[Direction]
Determine how many lines of the records contain the word "green", and state only that number.

[Data listing]
◇ ◇ ◇
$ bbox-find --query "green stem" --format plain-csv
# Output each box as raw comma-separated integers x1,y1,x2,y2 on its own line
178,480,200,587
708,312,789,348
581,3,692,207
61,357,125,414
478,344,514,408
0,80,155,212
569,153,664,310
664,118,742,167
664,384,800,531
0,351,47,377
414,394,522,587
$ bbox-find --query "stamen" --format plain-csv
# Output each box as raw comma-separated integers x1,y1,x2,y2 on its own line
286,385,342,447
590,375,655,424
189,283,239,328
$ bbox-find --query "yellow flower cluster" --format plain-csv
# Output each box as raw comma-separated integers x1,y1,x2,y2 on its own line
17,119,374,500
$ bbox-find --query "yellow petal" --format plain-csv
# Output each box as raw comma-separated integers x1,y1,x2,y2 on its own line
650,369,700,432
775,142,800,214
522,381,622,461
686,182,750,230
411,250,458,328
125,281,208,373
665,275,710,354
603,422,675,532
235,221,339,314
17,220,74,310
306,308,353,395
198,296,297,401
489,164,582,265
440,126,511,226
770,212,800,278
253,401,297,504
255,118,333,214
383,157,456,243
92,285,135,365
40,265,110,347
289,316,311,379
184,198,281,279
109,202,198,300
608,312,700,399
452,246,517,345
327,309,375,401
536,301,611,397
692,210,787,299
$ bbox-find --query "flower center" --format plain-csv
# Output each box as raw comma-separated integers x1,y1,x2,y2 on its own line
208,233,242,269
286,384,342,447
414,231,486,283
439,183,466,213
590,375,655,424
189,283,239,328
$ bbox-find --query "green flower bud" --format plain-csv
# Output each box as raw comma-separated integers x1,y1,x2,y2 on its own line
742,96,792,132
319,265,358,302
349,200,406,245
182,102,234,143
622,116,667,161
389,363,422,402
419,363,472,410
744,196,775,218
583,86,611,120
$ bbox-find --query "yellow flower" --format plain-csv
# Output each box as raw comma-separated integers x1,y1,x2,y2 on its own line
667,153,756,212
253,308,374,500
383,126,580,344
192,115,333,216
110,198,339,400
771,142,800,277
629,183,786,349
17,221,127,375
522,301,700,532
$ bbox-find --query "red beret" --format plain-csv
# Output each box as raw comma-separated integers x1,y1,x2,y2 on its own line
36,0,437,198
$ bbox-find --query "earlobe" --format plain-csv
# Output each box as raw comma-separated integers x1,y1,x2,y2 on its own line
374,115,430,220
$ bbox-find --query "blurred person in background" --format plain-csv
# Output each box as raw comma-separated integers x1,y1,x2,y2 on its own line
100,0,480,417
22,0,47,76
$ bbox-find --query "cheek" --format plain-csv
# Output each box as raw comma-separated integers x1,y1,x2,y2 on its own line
◇ ◇ ◇
[Reply]
2